Excerto do documento
******

Acórdão do Supremo Tribunal de Justiça
Processo:
04A4044
Nº Convencional: JSTJ000
Relator: NUNO CAMEIRA
Descritores: ÓNUS DE IMPUGNAÇÃO ESPECIFICADA
CONTESTAÇÃO
ÂMBITO
Nº do Documento: SJ200412140040446
Data do Acordão: 12/14/2004
Votação: UNANIMIDADE
Tribunal Recurso: T REL COIMBRA
Processo no Tribunal Recurso: 1271/04
Data: 05/11/2004
Texto Integral: S
Privacidade: 1
Meio Processual: REVISTA.
Decisão: NEGADA A REVISTA.
Sumário : 1 - Após a reforma do Código de Processo Civil que entrou em vigor em 1.1.97 a impugnação, pelo réu, dos factos articulados na petição inicial não tem que fazer-se, como dantes, facto por facto, individualizadamente, de modo rígido; pode ser genérica.
2 - E tendo sido eliminado, por outro lado, o ónus de impugnação especificada, é de concluir que a contestação por negação deixou em princípio de ser proibida.
3 - Todavia, recaindo agora sobre o réu o ónus de tomar "posição definida" sobre os factos da petição, só caso a caso é possível ajuizar acerca da observância da norma do artº 490º, nº 1, do CPC.
4 - Isto porque a "posição definida", núcleo irredutível do ónus de impugnação legalmente estabelecido, pode ter que assumir em concreto os contornos e a intensidade mais diversos, estando dependente, quer da estruturação da acção em termos de facto, quer da própria estratégia de defesa delineada pelo réu (defesa directa e - ou - defesa indirecta)
Decisão Texto Integral: Acordam no Supremo Tribunal de Justiça:


1. "A" e mulher B propuseram no Tribunal de Aveiro uma acção especial de prestação de contas contra seu irmão e cunhado C e mulher D.

******

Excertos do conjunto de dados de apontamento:

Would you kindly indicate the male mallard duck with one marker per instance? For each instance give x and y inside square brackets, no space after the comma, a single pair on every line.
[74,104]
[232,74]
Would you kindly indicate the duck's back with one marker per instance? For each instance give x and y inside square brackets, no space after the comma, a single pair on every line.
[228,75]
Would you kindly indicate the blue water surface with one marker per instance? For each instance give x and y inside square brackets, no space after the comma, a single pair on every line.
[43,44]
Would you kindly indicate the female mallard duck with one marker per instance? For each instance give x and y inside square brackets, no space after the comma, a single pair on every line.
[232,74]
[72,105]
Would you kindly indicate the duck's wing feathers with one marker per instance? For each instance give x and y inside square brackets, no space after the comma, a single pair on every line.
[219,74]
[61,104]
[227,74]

******

Enumere todos os descritores atribuídos ao acórdão. Não é necessário consultar a listagem.

Resultado da tarefa
- ÓNUS DE IMPUGNAÇÃO ESPECIFICADA
- CONTESTAÇÃO
- ÂMBITO